• To be done
Give every entry again, word for word and in full.
##### Source data
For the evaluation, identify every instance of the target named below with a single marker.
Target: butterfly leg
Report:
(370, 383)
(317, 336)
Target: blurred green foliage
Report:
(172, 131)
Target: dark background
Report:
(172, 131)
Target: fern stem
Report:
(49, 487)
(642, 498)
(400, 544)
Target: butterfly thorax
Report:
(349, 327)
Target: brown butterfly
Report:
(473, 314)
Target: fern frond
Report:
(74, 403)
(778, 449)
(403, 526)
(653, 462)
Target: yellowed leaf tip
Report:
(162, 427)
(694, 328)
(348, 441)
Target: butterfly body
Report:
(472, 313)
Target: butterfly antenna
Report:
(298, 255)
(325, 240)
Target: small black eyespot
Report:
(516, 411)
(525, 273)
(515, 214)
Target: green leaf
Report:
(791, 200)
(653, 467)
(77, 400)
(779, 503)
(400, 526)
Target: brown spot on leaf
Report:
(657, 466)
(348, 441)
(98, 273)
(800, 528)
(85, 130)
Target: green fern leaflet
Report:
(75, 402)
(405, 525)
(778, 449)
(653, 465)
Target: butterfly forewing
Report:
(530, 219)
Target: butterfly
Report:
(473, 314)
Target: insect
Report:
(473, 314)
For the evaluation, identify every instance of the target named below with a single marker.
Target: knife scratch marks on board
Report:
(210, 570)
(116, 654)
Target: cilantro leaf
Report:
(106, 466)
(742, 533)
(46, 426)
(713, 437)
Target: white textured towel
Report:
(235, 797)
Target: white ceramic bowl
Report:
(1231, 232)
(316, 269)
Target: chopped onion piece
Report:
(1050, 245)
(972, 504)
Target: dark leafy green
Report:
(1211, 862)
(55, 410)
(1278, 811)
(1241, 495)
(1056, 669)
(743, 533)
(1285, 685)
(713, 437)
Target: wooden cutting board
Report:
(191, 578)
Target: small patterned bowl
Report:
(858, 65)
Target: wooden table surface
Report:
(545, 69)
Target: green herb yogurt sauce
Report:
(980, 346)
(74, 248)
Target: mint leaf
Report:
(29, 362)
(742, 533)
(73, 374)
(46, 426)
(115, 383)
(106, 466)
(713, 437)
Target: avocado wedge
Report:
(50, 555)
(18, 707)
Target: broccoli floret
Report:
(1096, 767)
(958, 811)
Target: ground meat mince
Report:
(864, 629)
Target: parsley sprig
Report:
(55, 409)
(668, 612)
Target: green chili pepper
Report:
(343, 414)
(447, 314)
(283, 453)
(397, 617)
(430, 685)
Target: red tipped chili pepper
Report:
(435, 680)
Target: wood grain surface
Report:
##########
• Task result
For the evaluation, identify every instance of the target named below with a single marker.
Target: butterfly leg
Report:
(370, 383)
(317, 336)
Target: blurred green foliage
Report:
(172, 131)
Target: dark background
Report:
(172, 131)
Target: fern stem
Report:
(49, 487)
(642, 498)
(400, 544)
Target: butterfly thorax
Report:
(349, 327)
Target: brown butterfly
Report:
(473, 314)
Target: fern frond
Report:
(74, 403)
(778, 449)
(403, 526)
(653, 462)
Target: yellowed leaf tip
Report:
(162, 427)
(694, 328)
(348, 441)
Target: butterfly body
Report:
(472, 313)
Target: butterfly antenna
Report:
(298, 255)
(325, 240)
Target: small black eyespot
Report:
(516, 411)
(525, 273)
(515, 214)
Target: green leaf
Report:
(791, 200)
(653, 467)
(77, 400)
(779, 503)
(400, 526)
Target: brown spot on leaf
Report:
(657, 466)
(348, 441)
(98, 273)
(800, 528)
(85, 130)
Target: green fern leaflet
Report:
(75, 402)
(405, 525)
(778, 449)
(653, 465)
Target: butterfly forewing
Report:
(530, 219)
Target: butterfly
Report:
(473, 314)
Target: insect
Report:
(473, 314)
For the evaluation, identify every instance of the target named below with a single marker.
Target: knife scratch marks on board
Report:
(210, 570)
(116, 654)
Target: cilantro leaf
Report:
(106, 466)
(742, 533)
(46, 426)
(713, 437)
Target: white textured towel
Report:
(235, 797)
Target: white ceramic bowl
Report:
(1231, 232)
(316, 269)
Target: chopped onion piece
Report:
(1050, 245)
(972, 504)
Target: dark leafy green
Report:
(1211, 862)
(55, 410)
(1278, 811)
(1241, 495)
(1056, 669)
(743, 533)
(1285, 685)
(713, 437)
Target: wooden cutting board
Report:
(191, 578)
Target: small patterned bowl
Report:
(858, 65)
Target: wooden table surface
Report:
(545, 69)
Target: green herb yogurt sauce
Report:
(980, 346)
(74, 248)
Target: mint leaf
Report:
(29, 362)
(742, 533)
(73, 374)
(46, 426)
(115, 383)
(106, 466)
(713, 437)
Target: avocado wedge
Report:
(50, 555)
(18, 707)
Target: broccoli floret
Report:
(1096, 767)
(958, 811)
Target: ground meat mince
Report:
(864, 629)
Target: parsley sprig
Report:
(55, 409)
(668, 612)
Target: green chili pepper
Report:
(343, 414)
(447, 314)
(283, 453)
(397, 617)
(430, 685)
Target: red tipped chili pepper
Report:
(435, 680)
Target: wood grain surface
Report:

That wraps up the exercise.